►

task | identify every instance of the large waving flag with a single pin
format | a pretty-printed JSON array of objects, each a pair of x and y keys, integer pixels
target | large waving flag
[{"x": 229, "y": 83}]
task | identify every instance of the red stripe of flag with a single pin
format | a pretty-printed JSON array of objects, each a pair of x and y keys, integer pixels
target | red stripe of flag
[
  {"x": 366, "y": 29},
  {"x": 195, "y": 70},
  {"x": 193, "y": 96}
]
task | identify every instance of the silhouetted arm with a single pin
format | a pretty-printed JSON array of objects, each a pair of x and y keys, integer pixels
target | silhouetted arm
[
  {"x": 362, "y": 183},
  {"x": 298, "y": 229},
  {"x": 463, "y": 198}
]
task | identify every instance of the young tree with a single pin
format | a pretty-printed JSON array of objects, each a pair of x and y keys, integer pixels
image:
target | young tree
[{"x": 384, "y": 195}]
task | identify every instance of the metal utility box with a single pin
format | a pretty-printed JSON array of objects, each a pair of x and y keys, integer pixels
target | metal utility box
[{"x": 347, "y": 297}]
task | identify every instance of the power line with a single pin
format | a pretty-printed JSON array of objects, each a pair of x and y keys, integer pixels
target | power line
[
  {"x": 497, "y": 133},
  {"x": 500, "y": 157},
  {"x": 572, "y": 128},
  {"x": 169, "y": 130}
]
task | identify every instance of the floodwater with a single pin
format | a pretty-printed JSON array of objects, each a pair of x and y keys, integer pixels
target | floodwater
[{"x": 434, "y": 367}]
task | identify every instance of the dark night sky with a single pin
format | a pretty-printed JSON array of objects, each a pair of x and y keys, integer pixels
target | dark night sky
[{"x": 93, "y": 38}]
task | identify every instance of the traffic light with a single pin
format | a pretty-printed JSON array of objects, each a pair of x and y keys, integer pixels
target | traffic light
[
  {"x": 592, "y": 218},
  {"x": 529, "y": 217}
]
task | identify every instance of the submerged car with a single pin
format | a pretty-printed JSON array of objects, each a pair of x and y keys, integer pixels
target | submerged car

◄

• STATED PROBLEM
Could you retype the data from the line with "task | identify every instance of the dark" up to and including the final line, keeping every character the same?

• EXERCISE RESPONSE
task | identify every instance of the dark night sky with a single pin
format | a pretty-printed JSON array of objects, each a pair of x and y keys, integer pixels
target | dark night sky
[{"x": 93, "y": 38}]
task | identify every instance of the traffic light with a single pin
format | a pretty-printed JSON array of objects, each a pair of x and y keys, integer pixels
target | traffic light
[
  {"x": 592, "y": 218},
  {"x": 529, "y": 217}
]
task | identify every instance of the submerged car with a single pin
format | a pretty-printed JSON array of objects, each a pair of x and y keys, integer pixels
target | submerged car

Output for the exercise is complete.